# What the task requires
Count the lines in the entries below that contain the word "bokeh". Reply with the number alone.

-- START OF Records supplied --

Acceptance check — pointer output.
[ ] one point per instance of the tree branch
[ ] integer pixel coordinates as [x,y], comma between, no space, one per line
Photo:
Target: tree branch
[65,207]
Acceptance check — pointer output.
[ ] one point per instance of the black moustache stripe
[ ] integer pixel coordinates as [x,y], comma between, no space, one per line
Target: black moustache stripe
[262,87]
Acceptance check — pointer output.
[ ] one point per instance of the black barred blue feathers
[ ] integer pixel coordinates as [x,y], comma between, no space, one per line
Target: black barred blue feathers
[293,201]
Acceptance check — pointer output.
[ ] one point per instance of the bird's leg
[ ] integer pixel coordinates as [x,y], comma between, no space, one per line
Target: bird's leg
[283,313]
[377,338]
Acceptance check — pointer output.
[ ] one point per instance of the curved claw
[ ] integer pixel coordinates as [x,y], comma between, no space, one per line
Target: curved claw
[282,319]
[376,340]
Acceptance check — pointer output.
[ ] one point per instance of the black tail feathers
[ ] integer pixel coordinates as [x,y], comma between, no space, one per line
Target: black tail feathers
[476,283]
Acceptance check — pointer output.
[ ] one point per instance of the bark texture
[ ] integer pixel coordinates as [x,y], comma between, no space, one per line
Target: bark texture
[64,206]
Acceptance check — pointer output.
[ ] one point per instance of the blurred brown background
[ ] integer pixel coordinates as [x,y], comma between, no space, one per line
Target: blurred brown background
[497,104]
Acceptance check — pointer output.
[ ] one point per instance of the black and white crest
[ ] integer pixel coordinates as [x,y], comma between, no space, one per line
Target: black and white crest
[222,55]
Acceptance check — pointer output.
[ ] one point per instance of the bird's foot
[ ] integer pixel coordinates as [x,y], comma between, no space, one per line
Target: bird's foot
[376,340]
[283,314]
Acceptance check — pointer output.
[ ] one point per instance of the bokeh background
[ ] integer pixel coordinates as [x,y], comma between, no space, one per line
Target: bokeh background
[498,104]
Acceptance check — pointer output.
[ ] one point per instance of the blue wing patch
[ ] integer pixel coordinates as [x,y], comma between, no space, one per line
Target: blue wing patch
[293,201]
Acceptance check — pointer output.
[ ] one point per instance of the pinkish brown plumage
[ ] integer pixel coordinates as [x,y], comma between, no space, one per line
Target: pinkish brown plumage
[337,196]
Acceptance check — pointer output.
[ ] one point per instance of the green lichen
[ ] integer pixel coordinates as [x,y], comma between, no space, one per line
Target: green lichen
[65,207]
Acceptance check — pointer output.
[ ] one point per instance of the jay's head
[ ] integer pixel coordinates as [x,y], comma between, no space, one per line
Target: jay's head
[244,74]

-- END OF Records supplied --

# The response
2